> What the task requires
State how many lines in the rows below contain the string "polo" and give only that number. Case counts.

> Material supplied
****

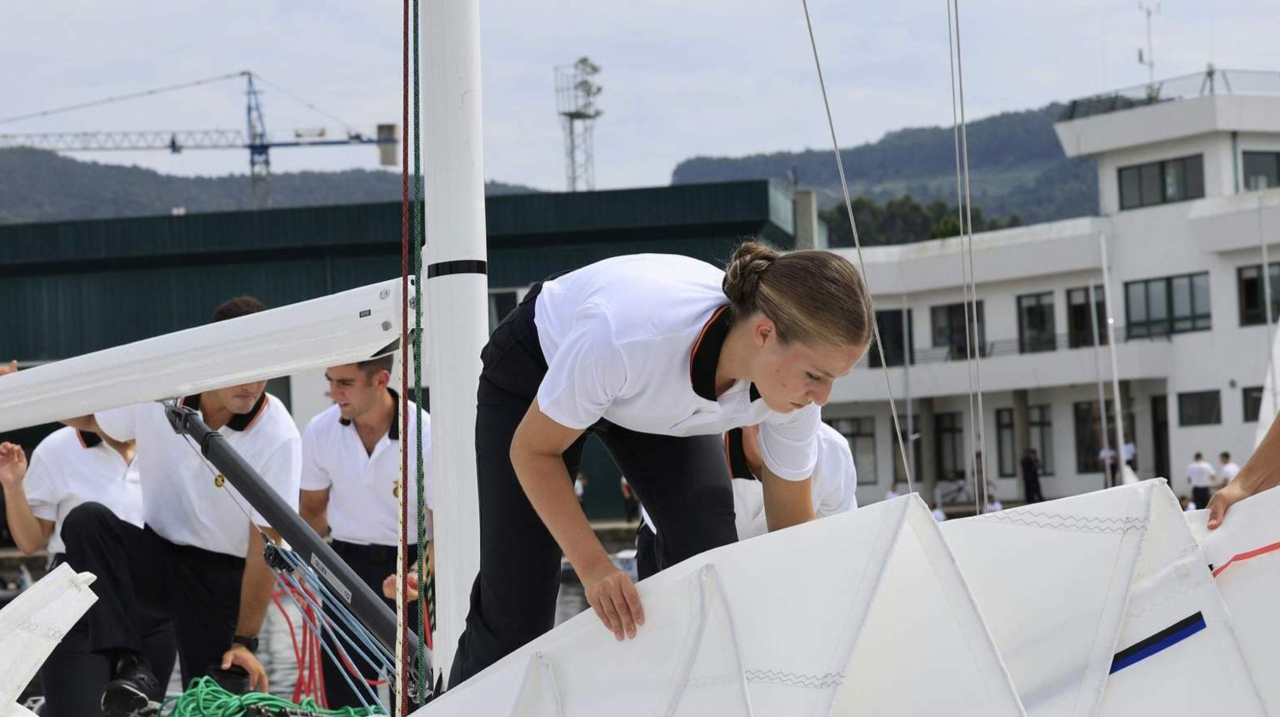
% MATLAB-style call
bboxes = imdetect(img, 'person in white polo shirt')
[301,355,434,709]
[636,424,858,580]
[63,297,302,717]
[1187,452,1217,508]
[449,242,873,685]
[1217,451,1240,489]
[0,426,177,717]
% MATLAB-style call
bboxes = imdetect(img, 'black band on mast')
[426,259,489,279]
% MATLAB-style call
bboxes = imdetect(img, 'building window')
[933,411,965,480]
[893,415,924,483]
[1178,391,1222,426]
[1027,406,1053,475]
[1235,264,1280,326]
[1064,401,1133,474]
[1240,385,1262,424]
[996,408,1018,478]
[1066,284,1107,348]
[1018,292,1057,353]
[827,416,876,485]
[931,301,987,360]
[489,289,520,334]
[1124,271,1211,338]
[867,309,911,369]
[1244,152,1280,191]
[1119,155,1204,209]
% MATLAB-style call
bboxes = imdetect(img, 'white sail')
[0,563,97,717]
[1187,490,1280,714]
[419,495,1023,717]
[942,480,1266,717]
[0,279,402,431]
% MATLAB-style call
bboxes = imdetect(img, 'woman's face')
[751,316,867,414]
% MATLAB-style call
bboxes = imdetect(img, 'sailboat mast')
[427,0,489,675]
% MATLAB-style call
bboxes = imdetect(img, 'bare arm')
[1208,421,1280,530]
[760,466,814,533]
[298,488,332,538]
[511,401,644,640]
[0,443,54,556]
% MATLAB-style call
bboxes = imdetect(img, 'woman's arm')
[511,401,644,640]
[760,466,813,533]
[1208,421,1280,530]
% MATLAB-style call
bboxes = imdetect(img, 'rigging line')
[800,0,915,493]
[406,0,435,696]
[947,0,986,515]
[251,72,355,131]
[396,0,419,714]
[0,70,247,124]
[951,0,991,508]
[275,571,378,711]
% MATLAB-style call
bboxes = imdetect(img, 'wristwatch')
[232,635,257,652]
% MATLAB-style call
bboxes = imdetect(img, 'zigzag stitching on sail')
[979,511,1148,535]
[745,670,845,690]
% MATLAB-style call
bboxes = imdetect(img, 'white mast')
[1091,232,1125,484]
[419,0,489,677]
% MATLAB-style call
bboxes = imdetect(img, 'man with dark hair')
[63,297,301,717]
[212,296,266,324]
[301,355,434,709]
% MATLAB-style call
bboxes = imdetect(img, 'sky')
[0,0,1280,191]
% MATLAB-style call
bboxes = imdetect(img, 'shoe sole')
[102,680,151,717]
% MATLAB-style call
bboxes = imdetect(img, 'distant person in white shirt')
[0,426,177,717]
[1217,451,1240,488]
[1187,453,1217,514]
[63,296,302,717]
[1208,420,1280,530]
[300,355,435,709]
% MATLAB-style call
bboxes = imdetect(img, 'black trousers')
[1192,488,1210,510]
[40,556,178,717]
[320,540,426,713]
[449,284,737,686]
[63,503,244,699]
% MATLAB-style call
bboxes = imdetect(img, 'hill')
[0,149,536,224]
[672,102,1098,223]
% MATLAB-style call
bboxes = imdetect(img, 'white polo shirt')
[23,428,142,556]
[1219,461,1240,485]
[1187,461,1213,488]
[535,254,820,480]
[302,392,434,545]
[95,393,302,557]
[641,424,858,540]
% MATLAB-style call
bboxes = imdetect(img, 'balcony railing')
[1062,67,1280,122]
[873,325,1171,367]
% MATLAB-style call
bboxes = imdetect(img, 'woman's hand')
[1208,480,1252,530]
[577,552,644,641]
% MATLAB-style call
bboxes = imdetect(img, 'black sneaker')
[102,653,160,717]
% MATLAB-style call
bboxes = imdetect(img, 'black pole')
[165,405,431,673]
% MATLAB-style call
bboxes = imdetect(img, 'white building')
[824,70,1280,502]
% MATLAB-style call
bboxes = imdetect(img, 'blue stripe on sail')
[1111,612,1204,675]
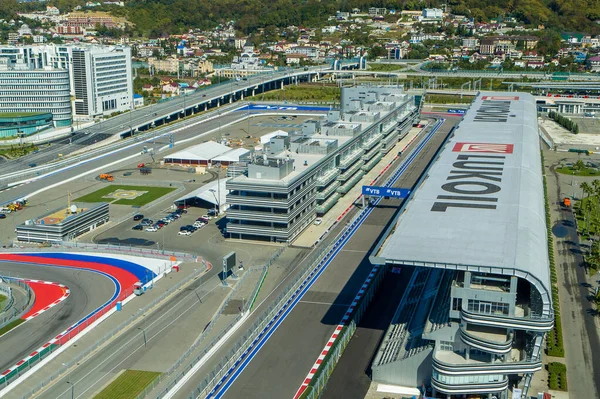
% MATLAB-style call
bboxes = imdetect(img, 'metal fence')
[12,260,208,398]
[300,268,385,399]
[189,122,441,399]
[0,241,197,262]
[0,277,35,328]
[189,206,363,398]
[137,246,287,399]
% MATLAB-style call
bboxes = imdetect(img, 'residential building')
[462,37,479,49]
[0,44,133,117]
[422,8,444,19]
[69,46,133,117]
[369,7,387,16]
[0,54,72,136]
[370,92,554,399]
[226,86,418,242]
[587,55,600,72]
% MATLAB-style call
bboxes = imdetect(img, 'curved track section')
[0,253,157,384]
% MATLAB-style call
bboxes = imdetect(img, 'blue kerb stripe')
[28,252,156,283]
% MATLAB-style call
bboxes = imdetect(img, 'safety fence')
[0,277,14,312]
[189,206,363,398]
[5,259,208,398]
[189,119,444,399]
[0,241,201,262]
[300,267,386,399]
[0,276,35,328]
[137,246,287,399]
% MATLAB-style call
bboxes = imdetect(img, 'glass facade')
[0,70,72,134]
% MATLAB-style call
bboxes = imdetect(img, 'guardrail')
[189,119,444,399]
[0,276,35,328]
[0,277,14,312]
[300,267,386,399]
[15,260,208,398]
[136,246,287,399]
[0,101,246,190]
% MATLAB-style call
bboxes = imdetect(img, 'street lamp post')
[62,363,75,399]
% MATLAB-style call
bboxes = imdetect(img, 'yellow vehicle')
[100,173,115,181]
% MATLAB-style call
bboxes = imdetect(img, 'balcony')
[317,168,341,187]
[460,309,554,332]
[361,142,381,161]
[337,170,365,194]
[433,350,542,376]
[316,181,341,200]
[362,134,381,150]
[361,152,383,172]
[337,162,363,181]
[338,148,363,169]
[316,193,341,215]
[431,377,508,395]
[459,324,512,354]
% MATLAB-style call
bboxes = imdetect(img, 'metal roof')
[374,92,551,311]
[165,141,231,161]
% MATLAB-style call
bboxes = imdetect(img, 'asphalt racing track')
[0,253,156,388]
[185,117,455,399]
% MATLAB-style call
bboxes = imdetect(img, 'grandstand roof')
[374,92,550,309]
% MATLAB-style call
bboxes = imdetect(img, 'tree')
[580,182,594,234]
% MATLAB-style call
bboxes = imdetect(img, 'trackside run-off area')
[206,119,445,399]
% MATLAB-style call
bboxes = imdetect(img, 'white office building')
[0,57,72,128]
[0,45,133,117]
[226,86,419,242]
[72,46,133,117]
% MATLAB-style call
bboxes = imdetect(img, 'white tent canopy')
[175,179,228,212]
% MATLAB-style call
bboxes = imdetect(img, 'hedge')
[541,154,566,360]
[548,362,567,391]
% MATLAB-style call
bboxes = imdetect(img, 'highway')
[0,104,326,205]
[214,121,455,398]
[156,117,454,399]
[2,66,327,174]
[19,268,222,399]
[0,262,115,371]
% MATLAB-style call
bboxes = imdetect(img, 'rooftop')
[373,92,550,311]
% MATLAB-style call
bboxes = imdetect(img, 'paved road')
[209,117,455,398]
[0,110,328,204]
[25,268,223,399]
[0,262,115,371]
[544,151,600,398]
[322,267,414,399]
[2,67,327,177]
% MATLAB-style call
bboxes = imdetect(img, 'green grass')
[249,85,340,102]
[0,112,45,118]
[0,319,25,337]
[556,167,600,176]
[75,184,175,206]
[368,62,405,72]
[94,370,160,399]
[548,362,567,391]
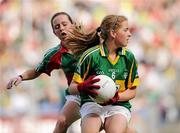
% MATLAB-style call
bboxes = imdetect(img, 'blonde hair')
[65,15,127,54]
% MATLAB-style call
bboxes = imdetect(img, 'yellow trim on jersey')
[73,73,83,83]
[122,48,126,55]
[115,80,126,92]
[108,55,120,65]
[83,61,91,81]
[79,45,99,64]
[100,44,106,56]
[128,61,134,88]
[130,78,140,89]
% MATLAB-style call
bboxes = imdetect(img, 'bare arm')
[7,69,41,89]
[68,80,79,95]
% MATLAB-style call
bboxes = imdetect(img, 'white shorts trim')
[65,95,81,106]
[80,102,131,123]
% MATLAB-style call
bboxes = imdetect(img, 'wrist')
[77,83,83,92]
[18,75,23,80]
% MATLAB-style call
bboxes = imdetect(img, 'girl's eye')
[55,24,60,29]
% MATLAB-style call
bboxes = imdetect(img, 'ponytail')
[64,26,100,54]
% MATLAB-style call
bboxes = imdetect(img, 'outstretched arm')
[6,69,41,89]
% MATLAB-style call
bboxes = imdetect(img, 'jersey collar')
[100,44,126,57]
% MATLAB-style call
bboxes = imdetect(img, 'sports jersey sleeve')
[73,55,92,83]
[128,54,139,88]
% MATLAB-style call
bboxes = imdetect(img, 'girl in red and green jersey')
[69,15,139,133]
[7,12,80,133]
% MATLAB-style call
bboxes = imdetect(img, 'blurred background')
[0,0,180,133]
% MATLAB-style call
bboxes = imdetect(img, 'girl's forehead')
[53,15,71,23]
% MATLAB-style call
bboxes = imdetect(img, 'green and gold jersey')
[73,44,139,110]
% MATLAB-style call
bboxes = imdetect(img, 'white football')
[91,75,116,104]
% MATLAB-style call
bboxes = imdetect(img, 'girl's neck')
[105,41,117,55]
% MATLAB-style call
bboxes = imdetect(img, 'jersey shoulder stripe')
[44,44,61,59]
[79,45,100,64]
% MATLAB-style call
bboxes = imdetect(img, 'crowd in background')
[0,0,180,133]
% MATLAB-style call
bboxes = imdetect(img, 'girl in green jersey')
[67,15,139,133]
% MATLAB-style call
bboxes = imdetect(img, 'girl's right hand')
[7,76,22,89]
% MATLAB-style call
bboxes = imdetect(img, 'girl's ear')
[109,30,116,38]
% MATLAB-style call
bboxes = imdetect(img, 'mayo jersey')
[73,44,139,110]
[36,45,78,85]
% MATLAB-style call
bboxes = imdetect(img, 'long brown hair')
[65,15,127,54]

****

> Correct response
2